RECORD SET:
★ ★ ★ ★ ★ ★ ★

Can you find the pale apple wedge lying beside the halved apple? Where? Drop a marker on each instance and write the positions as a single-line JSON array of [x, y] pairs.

★ ★ ★ ★ ★ ★ ★

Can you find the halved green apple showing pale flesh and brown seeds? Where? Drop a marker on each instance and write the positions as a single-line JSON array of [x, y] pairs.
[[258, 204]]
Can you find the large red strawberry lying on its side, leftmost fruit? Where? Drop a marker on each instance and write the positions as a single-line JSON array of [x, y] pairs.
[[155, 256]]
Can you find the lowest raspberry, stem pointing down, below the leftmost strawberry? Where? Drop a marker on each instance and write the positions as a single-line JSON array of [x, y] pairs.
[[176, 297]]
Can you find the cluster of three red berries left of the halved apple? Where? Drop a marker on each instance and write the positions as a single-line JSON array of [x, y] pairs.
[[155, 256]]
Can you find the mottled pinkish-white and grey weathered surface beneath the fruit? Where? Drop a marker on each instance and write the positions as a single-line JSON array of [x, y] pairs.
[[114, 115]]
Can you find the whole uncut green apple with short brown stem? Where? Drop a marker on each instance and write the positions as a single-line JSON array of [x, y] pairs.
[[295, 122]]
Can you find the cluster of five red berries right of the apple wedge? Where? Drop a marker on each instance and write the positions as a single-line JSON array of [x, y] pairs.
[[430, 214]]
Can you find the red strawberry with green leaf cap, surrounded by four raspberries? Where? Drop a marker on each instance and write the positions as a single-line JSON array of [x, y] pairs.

★ ★ ★ ★ ★ ★ ★

Copy out, word for word, the part of the entries above that begins at the line with "Can you find the whole" and ends at the line with "Can you find the red", including both.

ANSWER TO THE PROBLEM:
Can you find the whole uncut green apple with short brown stem? Where? Drop a marker on each instance and write the positions as a single-line JSON array of [x, y] pairs.
[[295, 122]]
Can you find the cluster of five red berries right of the apple wedge? Where? Drop a marker on each instance and write the positions as a single-line JSON array of [x, y] pairs.
[[430, 214]]
Can you find the red strawberry with green leaf cap, surrounded by four raspberries? Where? Drop a marker on each instance and write the positions as a single-line JSON array of [x, y] pairs.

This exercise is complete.